SELECTED TEXT:
============

Speech, Swallowing Usually OK After Head & Neck Cancer Therapy
Posted Dec 20 2010 4:00pm
Most patients had no lasting problems 3 years after chemoradiotherapy, study finds
By Robert Preidt
Monday, December 20, 2010
MONDAY, Dec. 20 (HealthDay News) -- Most head and neck cancer patients can speak and swallow after undergoing combined chemotherapy and radiation treatment, but several factors may be associated with poor outcomes, researchers have found.
The new study included patients who were assessed nearly three years after they were successfully treated with chemoradiotherapy for advanced head and neck cancer.
The U.S. researchers gave a speaking score of 1 through 4 to 163 patients an average of 34.8 months after they completed treatment, and gave a swallowing score of 1 through 4 to 166 patients an average of 34.5 months after treatment. A higher score indicated reduced ability to speak or swallow.
Most of the patients (84.7 percent of those assigned speaking scores and 63.3 percent of those given swallowing scores) had no lasting problems and received a score of 1. Of the 160 patients who were given both speaking and swallowing scores, 96 had a score of 1 in each category, the investigators found.

============

RECORD SET:
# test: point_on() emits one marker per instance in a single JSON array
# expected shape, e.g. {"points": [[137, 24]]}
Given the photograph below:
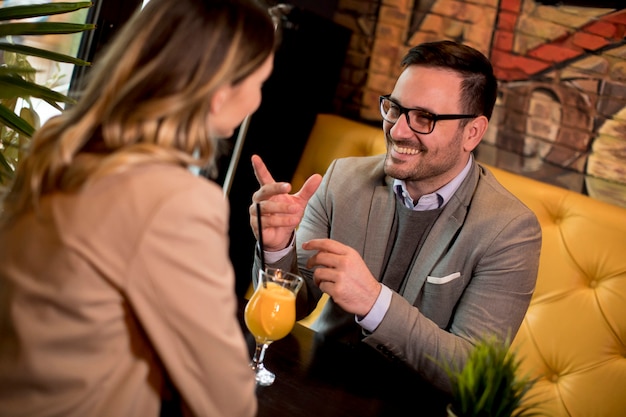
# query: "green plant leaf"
{"points": [[42, 53], [12, 70], [43, 28], [12, 120], [11, 86], [37, 10]]}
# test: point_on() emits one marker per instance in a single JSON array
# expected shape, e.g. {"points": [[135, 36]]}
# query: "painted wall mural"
{"points": [[561, 112]]}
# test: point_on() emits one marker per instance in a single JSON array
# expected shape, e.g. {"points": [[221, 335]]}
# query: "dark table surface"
{"points": [[325, 378]]}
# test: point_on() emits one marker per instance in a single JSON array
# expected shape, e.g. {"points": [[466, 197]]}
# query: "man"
{"points": [[421, 250]]}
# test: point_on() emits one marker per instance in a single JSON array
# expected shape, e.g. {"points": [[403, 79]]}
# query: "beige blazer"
{"points": [[107, 294], [474, 275]]}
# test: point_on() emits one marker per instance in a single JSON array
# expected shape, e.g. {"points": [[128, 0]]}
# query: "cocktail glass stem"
{"points": [[264, 377]]}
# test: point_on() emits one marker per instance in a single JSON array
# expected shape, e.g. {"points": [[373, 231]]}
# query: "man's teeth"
{"points": [[405, 151]]}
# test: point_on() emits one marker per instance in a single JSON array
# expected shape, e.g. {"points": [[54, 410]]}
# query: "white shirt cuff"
{"points": [[371, 321]]}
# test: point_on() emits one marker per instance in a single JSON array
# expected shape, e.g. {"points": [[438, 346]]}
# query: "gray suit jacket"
{"points": [[473, 277]]}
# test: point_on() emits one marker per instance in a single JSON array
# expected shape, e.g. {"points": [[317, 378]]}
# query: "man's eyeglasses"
{"points": [[420, 121]]}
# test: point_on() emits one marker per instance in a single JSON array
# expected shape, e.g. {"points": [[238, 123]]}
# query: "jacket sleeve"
{"points": [[182, 293]]}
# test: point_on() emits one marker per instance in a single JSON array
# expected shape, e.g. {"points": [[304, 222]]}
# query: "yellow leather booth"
{"points": [[574, 334]]}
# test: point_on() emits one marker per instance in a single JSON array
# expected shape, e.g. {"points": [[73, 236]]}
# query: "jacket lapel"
{"points": [[379, 227], [441, 235]]}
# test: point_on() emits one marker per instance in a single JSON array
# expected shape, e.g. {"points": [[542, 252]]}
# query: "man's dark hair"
{"points": [[479, 86]]}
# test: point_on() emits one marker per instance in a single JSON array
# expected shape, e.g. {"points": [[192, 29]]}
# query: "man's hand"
{"points": [[281, 212], [343, 275]]}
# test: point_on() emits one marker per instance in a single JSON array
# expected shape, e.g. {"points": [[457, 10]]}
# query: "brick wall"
{"points": [[561, 113]]}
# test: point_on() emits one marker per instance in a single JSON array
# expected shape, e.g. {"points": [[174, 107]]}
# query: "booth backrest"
{"points": [[573, 337]]}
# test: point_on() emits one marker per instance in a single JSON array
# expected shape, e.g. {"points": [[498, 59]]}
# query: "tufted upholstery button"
{"points": [[570, 336]]}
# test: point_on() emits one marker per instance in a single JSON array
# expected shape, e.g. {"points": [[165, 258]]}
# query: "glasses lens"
{"points": [[389, 110], [420, 121]]}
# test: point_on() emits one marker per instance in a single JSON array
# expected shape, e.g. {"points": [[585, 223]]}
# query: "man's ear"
{"points": [[219, 98], [474, 132]]}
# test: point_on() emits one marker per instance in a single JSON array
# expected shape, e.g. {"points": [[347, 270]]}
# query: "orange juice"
{"points": [[271, 312]]}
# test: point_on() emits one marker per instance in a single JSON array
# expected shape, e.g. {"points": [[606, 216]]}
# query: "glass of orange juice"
{"points": [[270, 315]]}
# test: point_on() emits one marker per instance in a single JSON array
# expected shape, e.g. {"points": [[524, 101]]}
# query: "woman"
{"points": [[116, 290]]}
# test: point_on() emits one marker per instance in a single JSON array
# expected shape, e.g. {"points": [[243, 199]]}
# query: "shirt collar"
{"points": [[434, 200]]}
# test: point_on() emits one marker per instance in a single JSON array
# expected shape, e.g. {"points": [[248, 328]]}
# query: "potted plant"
{"points": [[17, 76], [489, 383]]}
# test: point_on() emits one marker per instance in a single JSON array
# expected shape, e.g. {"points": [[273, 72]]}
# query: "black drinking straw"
{"points": [[258, 215]]}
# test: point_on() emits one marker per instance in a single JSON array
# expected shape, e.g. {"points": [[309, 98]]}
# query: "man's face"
{"points": [[431, 159]]}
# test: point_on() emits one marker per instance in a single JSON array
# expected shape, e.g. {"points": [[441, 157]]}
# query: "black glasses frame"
{"points": [[423, 113]]}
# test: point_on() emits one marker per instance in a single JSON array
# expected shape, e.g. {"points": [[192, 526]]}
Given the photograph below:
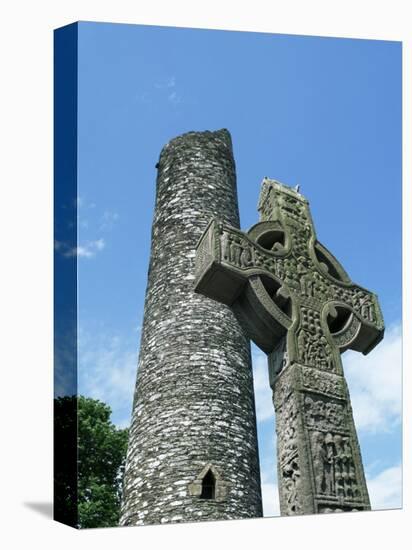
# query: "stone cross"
{"points": [[298, 305]]}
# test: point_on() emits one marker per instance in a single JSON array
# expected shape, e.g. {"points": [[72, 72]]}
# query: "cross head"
{"points": [[298, 304]]}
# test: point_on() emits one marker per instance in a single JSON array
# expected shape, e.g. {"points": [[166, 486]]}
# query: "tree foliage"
{"points": [[101, 452]]}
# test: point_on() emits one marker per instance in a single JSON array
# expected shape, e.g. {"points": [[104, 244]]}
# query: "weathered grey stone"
{"points": [[194, 412], [299, 306]]}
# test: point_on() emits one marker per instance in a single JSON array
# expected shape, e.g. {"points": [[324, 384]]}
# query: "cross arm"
{"points": [[226, 258]]}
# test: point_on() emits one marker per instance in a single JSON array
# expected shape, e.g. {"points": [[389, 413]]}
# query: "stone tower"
{"points": [[193, 451]]}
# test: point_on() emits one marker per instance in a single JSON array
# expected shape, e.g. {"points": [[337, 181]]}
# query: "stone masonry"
{"points": [[298, 304], [193, 445]]}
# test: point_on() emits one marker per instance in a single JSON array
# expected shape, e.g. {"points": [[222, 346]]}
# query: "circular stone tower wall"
{"points": [[193, 445]]}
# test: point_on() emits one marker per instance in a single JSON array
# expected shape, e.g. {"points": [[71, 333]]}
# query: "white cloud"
{"points": [[263, 391], [107, 371], [88, 250], [385, 489], [375, 384], [166, 83], [174, 98]]}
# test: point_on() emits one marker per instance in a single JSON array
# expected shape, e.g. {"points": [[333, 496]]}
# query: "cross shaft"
{"points": [[297, 303]]}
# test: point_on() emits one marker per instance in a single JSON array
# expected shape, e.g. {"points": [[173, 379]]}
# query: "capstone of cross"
{"points": [[298, 304]]}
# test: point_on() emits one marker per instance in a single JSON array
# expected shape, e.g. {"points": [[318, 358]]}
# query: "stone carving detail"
{"points": [[362, 303], [333, 466], [287, 293], [324, 414], [313, 348], [331, 384], [287, 430], [290, 488], [278, 360], [347, 335]]}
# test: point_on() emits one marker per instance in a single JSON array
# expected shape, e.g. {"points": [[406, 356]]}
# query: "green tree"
{"points": [[101, 453]]}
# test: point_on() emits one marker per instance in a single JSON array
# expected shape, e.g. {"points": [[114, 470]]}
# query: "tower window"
{"points": [[208, 486]]}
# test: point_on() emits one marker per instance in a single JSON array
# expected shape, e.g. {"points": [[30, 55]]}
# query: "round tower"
{"points": [[193, 446]]}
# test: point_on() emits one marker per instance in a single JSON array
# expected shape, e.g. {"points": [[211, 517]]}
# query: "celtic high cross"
{"points": [[298, 305]]}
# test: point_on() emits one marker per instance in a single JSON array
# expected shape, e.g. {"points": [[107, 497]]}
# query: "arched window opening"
{"points": [[208, 486]]}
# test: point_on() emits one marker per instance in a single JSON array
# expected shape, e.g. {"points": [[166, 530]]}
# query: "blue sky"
{"points": [[320, 112]]}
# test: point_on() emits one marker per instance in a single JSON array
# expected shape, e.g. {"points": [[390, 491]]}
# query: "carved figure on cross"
{"points": [[298, 304]]}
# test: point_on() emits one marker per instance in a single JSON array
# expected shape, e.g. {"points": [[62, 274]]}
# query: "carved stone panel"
{"points": [[323, 382], [325, 414], [334, 467]]}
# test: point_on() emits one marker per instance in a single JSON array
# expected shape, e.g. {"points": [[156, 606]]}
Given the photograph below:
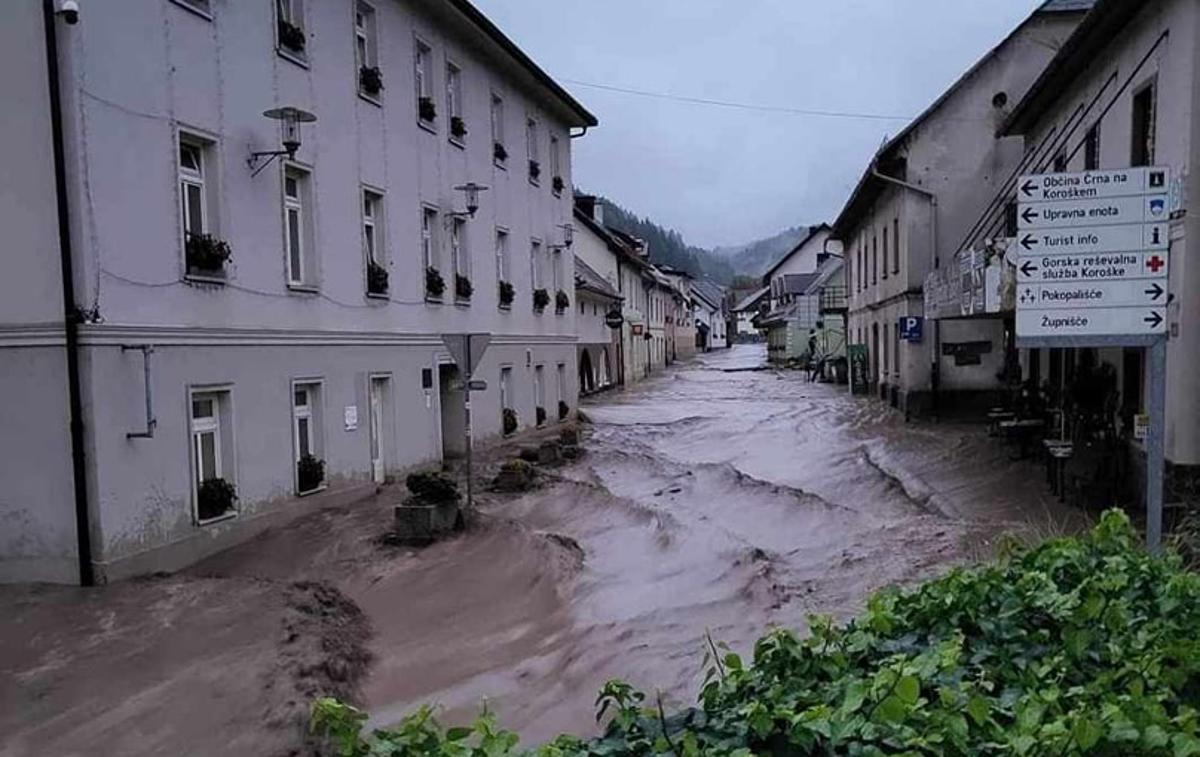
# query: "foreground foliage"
{"points": [[1080, 646]]}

============

PROBLEM SET:
[A] Please retype the part of the article on speech and swallowing after cancer therapy that opens with the words containing "Speech, Swallowing Usually" and closes with "and neck cancer.".
[B] Write the next few sentences of the article on speech and swallowing after cancer therapy, picking up after its final sentence.

RESPONSES TO THE TASKS:
[A]
Speech, Swallowing Usually OK After Head & Neck Cancer Therapy
Posted Dec 20 2010 4:00pm
Most patients had no lasting problems 3 years after chemoradiotherapy, study finds
By Robert Preidt
Monday, December 20, 2010
MONDAY, Dec. 20 (HealthDay News) -- Most head and neck cancer patients can speak and swallow after undergoing combined chemotherapy and radiation treatment, but several factors may be associated with poor outcomes, researchers have found.
The new study included patients who were assessed nearly three years after they were successfully treated with chemoradiotherapy for advanced head and neck cancer.

[B]
Factors associated with poorer speaking ability were: being female; a history of smoking; a tumor in the hypopharynx (where the larynx and esophagus meet) or the larynx; or having a tumor that did not respond to the initial dose of chemotherapy.
Factors associated with poorer swallowing ability were: being older; have poor swallowing ability before treatment; neck dissection (surgery to remove lymph nodes and surrounding tissue); and having a tumor in the hypopharynx or larynx.
Dr. Kent Mouw, who was at the University of Chicago at the time of the study and is now at Brigham and Women's Hospital in Boston, and colleagues published their findings in the December issue of the journal Archives of Otolaryngology -- Head & Neck Surgery.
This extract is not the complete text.